> **EXERCISE BRIEF**:
Nothing is needed except the lines below that run from the one with "positive clicks: (207, 187)" through the one with "positive clicks: (458, 235)", repeated exactly.

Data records
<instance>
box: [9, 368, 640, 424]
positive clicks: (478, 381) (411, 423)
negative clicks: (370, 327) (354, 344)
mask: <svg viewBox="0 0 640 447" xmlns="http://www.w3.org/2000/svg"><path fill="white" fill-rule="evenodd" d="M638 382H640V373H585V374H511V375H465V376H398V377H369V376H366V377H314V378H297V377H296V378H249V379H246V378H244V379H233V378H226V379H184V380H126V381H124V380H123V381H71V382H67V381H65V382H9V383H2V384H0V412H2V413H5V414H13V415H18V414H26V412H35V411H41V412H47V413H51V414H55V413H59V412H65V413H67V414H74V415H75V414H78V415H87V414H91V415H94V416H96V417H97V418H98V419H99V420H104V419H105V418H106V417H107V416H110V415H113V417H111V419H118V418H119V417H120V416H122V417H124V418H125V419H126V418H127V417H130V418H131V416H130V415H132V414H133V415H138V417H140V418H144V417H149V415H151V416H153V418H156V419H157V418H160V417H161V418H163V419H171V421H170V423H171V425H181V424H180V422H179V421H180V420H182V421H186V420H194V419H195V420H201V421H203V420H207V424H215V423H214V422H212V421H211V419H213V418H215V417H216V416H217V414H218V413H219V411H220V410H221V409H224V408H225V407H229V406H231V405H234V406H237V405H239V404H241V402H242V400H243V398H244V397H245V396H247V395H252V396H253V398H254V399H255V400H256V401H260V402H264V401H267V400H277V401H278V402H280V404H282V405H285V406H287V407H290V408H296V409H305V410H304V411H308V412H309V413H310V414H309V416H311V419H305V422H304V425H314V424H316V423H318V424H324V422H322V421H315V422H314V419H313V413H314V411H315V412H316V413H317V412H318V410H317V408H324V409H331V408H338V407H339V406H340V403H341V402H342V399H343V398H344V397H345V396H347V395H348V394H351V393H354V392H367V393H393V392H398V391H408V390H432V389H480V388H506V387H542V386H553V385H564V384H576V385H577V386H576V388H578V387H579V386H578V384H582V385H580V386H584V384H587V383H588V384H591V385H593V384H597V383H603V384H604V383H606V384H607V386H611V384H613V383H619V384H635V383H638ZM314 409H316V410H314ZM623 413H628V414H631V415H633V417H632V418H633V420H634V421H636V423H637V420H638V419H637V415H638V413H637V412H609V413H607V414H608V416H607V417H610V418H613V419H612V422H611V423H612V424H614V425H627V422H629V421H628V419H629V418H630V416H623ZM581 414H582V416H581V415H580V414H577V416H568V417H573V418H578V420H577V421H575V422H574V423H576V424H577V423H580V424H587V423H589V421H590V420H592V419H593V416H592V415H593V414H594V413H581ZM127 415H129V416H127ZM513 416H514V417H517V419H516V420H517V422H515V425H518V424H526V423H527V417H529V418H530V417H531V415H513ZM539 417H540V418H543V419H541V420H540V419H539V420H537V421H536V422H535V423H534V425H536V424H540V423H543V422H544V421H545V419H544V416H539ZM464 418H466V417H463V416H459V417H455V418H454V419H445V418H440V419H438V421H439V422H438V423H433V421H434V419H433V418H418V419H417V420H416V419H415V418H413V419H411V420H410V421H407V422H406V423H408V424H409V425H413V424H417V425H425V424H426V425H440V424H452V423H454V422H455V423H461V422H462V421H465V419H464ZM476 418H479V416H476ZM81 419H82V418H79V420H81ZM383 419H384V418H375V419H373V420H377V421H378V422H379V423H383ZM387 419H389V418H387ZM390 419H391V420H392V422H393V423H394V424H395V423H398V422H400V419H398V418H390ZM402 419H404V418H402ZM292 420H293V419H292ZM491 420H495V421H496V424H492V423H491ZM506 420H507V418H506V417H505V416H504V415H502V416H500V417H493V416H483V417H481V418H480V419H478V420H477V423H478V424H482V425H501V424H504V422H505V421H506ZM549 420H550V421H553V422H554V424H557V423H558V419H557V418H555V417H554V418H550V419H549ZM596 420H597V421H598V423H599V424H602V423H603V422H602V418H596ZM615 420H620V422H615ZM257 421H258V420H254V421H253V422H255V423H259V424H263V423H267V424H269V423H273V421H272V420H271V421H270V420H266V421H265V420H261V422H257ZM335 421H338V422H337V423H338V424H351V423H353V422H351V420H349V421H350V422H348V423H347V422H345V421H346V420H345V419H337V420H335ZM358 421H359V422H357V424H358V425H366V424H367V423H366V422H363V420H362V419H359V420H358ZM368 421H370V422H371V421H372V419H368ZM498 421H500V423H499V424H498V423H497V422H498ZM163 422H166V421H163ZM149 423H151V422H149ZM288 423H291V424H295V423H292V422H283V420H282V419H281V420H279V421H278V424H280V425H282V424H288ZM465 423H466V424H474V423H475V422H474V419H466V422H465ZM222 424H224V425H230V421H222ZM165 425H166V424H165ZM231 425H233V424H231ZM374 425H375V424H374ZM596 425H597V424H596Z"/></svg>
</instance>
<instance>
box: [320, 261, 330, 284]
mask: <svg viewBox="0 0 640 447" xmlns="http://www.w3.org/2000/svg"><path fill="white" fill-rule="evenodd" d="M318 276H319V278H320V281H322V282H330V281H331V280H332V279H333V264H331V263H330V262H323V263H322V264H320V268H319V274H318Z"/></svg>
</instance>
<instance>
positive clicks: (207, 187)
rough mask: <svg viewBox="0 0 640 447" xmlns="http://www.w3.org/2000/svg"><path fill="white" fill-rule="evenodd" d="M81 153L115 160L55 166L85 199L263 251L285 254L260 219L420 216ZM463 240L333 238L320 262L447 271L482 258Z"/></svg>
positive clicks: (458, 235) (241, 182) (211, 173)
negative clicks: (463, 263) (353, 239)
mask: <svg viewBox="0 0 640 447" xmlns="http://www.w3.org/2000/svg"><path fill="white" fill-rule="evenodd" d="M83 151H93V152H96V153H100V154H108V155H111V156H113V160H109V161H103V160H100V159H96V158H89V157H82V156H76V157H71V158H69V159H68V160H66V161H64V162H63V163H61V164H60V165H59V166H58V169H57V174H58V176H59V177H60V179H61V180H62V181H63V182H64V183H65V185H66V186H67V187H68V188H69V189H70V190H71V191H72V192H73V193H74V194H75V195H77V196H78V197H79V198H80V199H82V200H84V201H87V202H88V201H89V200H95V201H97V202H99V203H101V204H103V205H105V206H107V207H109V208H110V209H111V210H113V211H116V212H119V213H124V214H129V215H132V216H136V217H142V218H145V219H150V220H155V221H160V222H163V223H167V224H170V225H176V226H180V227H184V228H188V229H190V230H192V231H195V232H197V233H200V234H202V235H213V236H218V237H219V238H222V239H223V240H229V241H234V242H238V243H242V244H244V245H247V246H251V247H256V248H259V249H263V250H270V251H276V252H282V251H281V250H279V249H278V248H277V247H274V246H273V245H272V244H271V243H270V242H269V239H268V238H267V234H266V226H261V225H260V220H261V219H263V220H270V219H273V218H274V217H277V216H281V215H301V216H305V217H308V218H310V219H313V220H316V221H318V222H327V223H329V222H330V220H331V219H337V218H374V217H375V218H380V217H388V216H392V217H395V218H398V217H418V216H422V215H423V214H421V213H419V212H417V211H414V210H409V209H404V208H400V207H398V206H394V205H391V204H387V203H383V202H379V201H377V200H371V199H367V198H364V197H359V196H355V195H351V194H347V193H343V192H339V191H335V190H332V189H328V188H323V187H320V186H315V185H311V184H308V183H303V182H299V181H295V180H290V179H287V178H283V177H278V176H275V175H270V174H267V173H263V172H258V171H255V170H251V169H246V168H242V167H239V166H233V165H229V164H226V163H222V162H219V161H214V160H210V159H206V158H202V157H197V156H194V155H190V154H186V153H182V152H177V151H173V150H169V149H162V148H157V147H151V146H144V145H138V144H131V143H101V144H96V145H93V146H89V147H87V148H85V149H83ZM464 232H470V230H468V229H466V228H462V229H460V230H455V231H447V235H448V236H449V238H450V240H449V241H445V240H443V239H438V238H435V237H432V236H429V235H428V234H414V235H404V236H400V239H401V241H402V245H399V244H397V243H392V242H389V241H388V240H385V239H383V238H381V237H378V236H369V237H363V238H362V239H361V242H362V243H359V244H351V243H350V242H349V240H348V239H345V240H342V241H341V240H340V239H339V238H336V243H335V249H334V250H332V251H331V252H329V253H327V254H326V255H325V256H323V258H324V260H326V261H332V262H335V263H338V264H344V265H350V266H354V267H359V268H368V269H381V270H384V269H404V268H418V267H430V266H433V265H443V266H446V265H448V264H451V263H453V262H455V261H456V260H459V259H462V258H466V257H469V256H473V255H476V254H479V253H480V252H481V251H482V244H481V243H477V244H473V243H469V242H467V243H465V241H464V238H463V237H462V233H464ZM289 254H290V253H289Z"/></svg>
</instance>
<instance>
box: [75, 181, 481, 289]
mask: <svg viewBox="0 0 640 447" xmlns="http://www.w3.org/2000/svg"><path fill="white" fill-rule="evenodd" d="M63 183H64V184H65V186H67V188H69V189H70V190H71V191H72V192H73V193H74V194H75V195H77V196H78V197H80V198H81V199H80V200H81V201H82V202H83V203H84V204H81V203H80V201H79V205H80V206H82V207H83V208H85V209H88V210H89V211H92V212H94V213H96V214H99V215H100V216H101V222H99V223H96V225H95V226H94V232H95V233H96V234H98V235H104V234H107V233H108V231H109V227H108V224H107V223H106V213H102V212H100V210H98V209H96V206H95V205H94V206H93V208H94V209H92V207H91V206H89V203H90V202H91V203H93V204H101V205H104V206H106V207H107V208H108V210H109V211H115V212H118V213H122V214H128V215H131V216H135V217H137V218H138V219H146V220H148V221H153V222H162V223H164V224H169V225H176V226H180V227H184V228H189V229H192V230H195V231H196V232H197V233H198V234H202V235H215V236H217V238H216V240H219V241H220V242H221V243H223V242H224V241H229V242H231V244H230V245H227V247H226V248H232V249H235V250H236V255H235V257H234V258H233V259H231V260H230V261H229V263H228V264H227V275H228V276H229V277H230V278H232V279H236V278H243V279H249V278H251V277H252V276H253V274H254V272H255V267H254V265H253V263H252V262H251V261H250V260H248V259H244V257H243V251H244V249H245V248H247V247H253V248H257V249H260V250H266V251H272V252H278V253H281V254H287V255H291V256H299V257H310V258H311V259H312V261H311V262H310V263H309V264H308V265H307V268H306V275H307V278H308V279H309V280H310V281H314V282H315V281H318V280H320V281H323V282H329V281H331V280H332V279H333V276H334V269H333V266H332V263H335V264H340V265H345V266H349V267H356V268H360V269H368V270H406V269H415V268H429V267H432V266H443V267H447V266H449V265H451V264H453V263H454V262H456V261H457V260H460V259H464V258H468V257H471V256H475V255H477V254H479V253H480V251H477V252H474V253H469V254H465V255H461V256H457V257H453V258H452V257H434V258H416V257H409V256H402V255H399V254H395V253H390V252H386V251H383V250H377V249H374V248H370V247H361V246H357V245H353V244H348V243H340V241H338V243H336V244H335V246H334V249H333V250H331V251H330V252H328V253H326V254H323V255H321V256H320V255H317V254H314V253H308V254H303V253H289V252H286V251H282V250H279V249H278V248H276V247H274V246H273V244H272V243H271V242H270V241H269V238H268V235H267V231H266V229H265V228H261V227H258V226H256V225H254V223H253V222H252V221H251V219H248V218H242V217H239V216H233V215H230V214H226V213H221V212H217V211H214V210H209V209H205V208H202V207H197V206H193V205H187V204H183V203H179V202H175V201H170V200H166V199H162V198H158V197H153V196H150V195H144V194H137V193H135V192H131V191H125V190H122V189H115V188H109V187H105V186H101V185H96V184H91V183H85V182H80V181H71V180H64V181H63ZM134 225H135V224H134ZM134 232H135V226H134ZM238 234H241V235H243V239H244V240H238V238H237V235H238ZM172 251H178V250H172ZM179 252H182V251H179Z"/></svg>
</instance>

> **WRITTEN REPLY**:
positive clicks: (207, 187)
rough mask: <svg viewBox="0 0 640 447" xmlns="http://www.w3.org/2000/svg"><path fill="white" fill-rule="evenodd" d="M81 153L115 160L55 166L85 199L263 251L285 254L260 219L420 216ZM463 240L333 238L320 262L447 271L482 258Z"/></svg>
positive clicks: (458, 235) (241, 182) (211, 173)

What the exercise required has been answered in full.